━━━━━ Selected text ━━━━━

Gosder Cherilus (B) – Not crazy about the money (5-year, $35-million), but he played all 18 games and was consistent. He and Castonzo combine to form one of the better OT duos in the league.

Matt Hasselbeck (F) – Hasselbeck will have a cap hit of 3,750,000, and he can't even get in in blow-outs. The Colts backup QB will have the 11th-highest cap hit on the team. Matt Hasselbeck had the 24th-highest cap hit among QBs in 2013 and the Colts were the only team to have two QBs in the top-25 QB cap hits this past season. OK?

Donald Thomas (INC) – Too hard to judge due to injury

(SERIOUSLY, THE COLTS ARE PAYING THEIR BACKUP 3,750,000 TO SIT ON THE BENCH! No team needs to spend that much money on a damn backup. There is absolutely no justification for it. In fact, spending that much money on a backup QB is like trying to intentionally negate the advantage that Andrew Luck's contract is affording the team. It's a waste of cap money. If he's good in the locker room, leave him there. People the Colts have on their roster that make equal to or less than Hasselbeck: Donald Thomas, Anthony Castonzo, Darius Butler, Trent Richardson, Coby Fleener, Dwayne Allen, Jerrell Freeman. If you want to include 2013 players, okay: Vinatieri, McAfee, Donald Brown, to name a few. You can look at Hasselbeck's deal and say $3.75MM is nothing, but in a cap world, EVERY penny counts. It's about spending efficiently. Spending 3% of the cap on someone you hope never plays a meaningful snap is not efficient)

My only other criticism of this group is that some – RJF, Toler, Thomas and Walden – were players who were playing smaller roles with their old teams but the Colts felt would do better in more prominent roles. That's fine, but the Colts paid these "hidden gems" premium prices. That's not how "hidden gems" are supposed to work, and that's part of the problem with building your team through free agency.

So let's look forward to 2014. What are the Colts needs? I'd say their needs (not just filling roster slots, like, for example, they have to sign a RB or two, but I don't consider that a need) are: a legitimate FS, CB, ILB, OLB, DL, interior OL, and WR.

I find that list interesting. Why? Because last year, the Colts spent the majority of their money on: S, CB, OLB, DL, OL and, while not a big contract, they did sign DHB to be a starting WR. So basically, the Colts needs this season are the same ones Grigson threw gobs of money at last season. That's probably a problem.

━━━━━ Extracted data ━━━━━

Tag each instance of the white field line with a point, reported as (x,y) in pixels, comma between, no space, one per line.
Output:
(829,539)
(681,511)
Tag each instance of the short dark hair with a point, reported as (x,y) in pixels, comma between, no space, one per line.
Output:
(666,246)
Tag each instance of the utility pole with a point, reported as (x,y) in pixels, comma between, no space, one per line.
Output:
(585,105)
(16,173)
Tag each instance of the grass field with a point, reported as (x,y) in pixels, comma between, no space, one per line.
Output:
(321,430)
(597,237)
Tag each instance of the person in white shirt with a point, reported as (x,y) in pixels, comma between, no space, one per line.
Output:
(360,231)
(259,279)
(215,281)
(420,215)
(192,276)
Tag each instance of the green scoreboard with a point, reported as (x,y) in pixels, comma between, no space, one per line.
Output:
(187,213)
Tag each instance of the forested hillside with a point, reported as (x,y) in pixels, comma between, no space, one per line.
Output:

━━━━━

Tasks to perform:
• A. Duplicate the listing word for word, beginning at the line that contains "Tag each instance of the forested" and stopping at the end of the listing.
• B. Pick up the piece on the Colts' free-agent spending and salary cap at the point where it stops, and write its continuation.

Answers for this exercise:
• A.
Tag each instance of the forested hillside with a point, reported as (x,y) in pixels, comma between, no space, one per line.
Output:

• B.
Making matters worse for the Colts is the fact that, while they have all these holes, they only have three (maybe four, depending on the AQ Shipley trade) draft picks: 2nd, 3rd and 5th round selections. If they get a pick for AQ Shipley, it'll be in the 7th round. Where did the rest of the Colts picks go? Their 1st round pick was spent on Trent Richardson, their 4th on Montori Hughes, their 6th on Josh Gordy and their 7th on Cam Johnson. (Thanks to CA's Kyle Rodriguez for the specifics)

I'm a big believer in building through the draft. Not only is it the best way to find young players who can be "molded" for your specific systems, but it's the best way to find cost-controlled talent. That's pretty important for a team who, in the next 2 years, is going to have to pay Andrew Luck, TY Hilton, Coby Fleener, Dwayne Allen, etc…

But, because of their lack of picks, the Colts won't be able to go down that road, which means they'll have to take another trip to Market De La Free Agency.

Looking over the list of 2014 Free Agents is like perusing Justin Bieber's discography: a lot of overpriced, overrated names that will wind up giving you a headache.

In fact, looking at the free agents at the positions of need for the Colts yields very few names of interest: S Jairus Byrd, Cs Alex Mack and Brian De La Puente, CBs Charles Tillman (older, overpriced and injured recently, but undeniable play-making ability, probably Grigson's first choice!), Dominique Rodgers-Cromartie and Alterraun Verner, OLB Brian Orakpo, and, if the price is right, either WR Anquan Boldin or Eric Decker.

For me, that's the entire list of acceptable free agents. It's my belief that there are only two kinds of players who make it to free agency: 1) really good players who their current teams can no longer afford or 2) average-or-worse players who are looking to hit a big pay day, and their current teams know better.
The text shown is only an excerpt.